Страница 16 из 28
А когда появилась сцена, с которой звучала главным образом джазовая музыка, появилось и желание организовать некий первый смотр сил. И к концу лета – началу осени 1962 года идея организации в Москве джаз-фестиваля начала овладевать массами. Выбор места проведения пал на кафе «Молодежное», КМ, где можно было разместить сто или чуть более слушателей и популярность которого была невероятно высокой, в том числе и у ряда деятелей культуры, которые могли бы сказать свое слово в поддержку будущего фестиваля. В числе лауреатов этого фестиваля были уже хорошо известные в Москве и за ее пределами музыканты, еще не бывшие профессиональными, такие как Алексей Козлов, Валерий Буланов, Герман Лукьянов, Андрей Товмосян, Андрей Егоров.
*****
◆ ЦЕЛЬ 1
Повторите дословно фрагмент отрывка о московском джаз-фестивале: начните со слов «Страница 16 из» и остановитесь после слов «Товмосян, Андрей Егоров.».
◆ ЦЕЛЬ 2
Ответьте на вопросы по отрывку о московском джаз-фестивале:
(а) Когда идея организовать в Москве джаз-фестиваль начала овладевать массами?
(б) Сколько слушателей можно было разместить в кафе «Молодежное»?
(в) Какими музыкантами, по словам отрывка, ещё не были лауреаты фестиваля?
◆ ЦЕЛЬ 3
Продолжите, пожалуйста, отрывок о московском джаз-фестивале, начиная сразу после его последнего предложения.
*****
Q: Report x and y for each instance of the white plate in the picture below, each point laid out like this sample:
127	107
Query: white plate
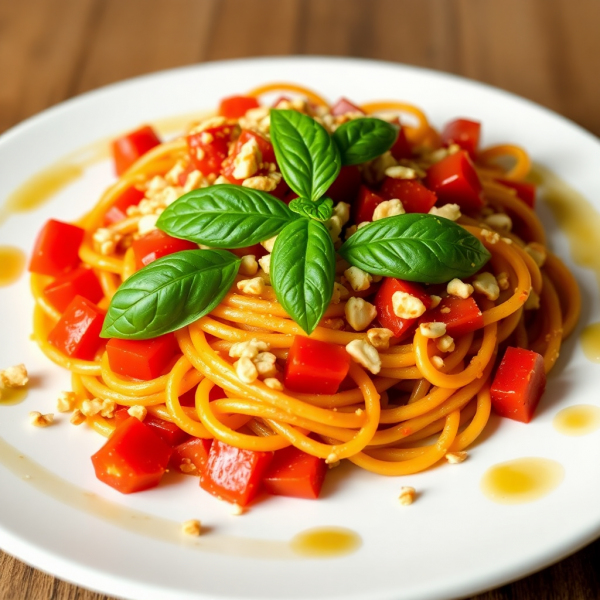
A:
451	542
*****
◆ ОТВЕТ К УПРАЖНЕНИЮ 1
Страница 16 из 28
А когда появилась сцена, с которой звучала главным образом джазовая музыка, появилось и желание организовать некий первый смотр сил. И к концу лета – началу осени 1962 года идея организации в Москве джаз-фестиваля начала овладевать массами. Выбор места проведения пал на кафе «Молодежное», КМ, где можно было разместить сто или чуть более слушателей и популярность которого была невероятно высокой, в том числе и у ряда деятелей культуры, которые могли бы сказать свое слово в поддержку будущего фестиваля. В числе лауреатов этого фестиваля были уже хорошо известные в Москве и за ее пределами музыканты, еще не бывшие профессиональными, такие как Алексей Козлов, Валерий Буланов, Герман Лукьянов, Андрей Товмосян, Андрей Егоров.

◆ ОТВЕТ К УПРАЖНЕНИЮ 2
(а) К концу лета – началу осени 1962 года.
(б) Сто или чуть более.
(в) Профессиональными.

◆ ОТВЕТ К УПРАЖНЕНИЮ 3
Джазовая жизнь в Москве в период существования первого джаз-клуба и первых джазовых кафе (1960–1965 годы) была крайне активной и непрекращающейся. С количественным и качественным ростом. И несмотря на примерно двадцатилетнее отставание от американского джаза, уже ушедшего далеко вперед от бибопа 1940‐х годов – музыки Паркера – Гиллеспи – Пауэлла – Монка, именно боп, обогащенный последующими стилистическими достижениями, стал школой целого поколения джазменов 1960‐х годов. И ученики оказались достойными своих учителей. Свидетельство тому – успешное выступление первых московских ансамблей с участием Николая Громина, Вадима Сакуна, Андрея Товмосяна, Георгия Гараняна, Валерия Буланова и других на международных фестивалях в Варшаве и Праге в 1962 и 1965 годах.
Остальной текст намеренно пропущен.